◆ Selected text ◆
* start *

How to Optimize a Query in MongoDB

Introduction

In this tutorial we’ll show you how to analyze the performance of a MongoDB query and then how to optimize it using indexing. We’ll be using a simple example with a small dataset for simplicity’s sake but the concept is the same with large datasets. In this day and age users will not put up with a laggy website and you need to do everything you can to make your website performant. One of those things is taking a look at all your database queries, figuring out which ones occur frequently, and how you can improve those queries to be most efficient. Please continue reading and we’ll show you an example of a query and how we’d go about optimizing it.

Prerequisites

  • You should have MongoDB installed and running.

  • If you have it installed, you can run a single instance with the command mongod.

  • Although not required we recommend you have some experience using the command line.

  • If you’d like to follow along with our example, you’ll need to go through “How to Import a CSV into MongoDB” because we’ll be using the products collection created in that tutorial.

* end *

◆ Data excerpts ◆

* start *

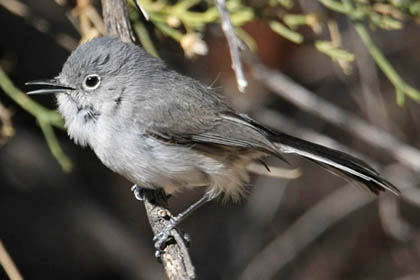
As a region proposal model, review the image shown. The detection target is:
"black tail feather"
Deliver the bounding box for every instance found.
[269,131,400,195]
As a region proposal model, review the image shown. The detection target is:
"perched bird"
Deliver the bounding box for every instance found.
[27,37,399,255]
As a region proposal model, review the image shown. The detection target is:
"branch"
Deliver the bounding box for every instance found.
[248,55,420,171]
[102,0,195,280]
[0,67,72,172]
[0,240,23,280]
[216,0,248,92]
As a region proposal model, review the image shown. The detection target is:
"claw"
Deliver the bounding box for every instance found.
[131,185,144,201]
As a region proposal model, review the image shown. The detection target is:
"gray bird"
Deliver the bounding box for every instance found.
[27,37,399,255]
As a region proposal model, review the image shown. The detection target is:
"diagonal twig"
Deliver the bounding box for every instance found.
[102,0,195,280]
[216,0,248,92]
[0,240,23,280]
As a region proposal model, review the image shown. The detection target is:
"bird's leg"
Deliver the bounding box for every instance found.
[153,190,216,258]
[131,185,169,202]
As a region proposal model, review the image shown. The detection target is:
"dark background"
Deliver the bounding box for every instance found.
[0,0,420,279]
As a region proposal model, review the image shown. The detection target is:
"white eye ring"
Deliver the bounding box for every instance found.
[83,74,101,90]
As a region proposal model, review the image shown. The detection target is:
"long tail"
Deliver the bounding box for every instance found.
[269,131,400,195]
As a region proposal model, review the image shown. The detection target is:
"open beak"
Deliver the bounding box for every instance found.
[25,79,74,94]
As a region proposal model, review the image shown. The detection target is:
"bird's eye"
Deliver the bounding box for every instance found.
[83,74,101,90]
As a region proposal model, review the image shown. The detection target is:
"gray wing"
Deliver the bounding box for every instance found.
[135,76,281,157]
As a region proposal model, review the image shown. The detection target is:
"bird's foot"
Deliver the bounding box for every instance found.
[131,185,145,201]
[153,217,191,260]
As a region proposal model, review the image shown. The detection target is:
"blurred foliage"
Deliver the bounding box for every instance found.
[0,0,420,168]
[129,0,420,105]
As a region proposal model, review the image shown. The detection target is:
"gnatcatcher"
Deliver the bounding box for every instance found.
[27,37,399,252]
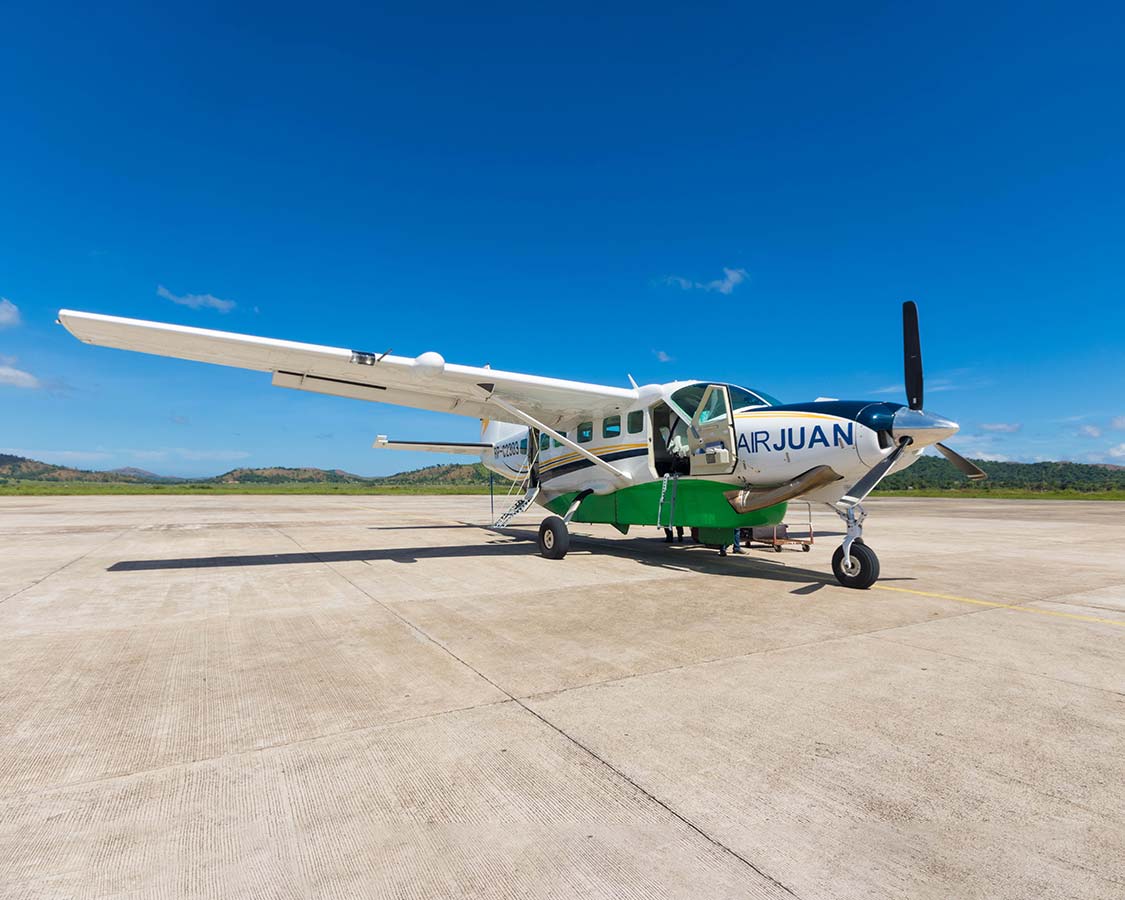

* end *

◆ Required actions ◆
[A] Answer each question from the MongoDB query tutorial.
(i) What technique does the tutorial use to optimize a query?
(ii) What command runs a single instance of MongoDB?
(iii) Which collection does the example use?
[B] Decide whether each statement agrees with the MongoDB query tutorial. Answer yes or no and quote the words that settle it.
(i) The example in the tutorial uses a large dataset.
(ii) Experience with the command line is required.
(iii) MongoDB should be installed and running.

◆ Task solutions ◆
[A]
(i) Indexing.
(ii) The command mongod.
(iii) The products collection created in "How to Import a CSV into MongoDB."

[B]
(i) No: "We’ll be using a simple example with a small dataset for simplicity’s sake"
(ii) No: "Although not required we recommend you have some experience using the command line."
(iii) Yes: "You should have MongoDB installed and running."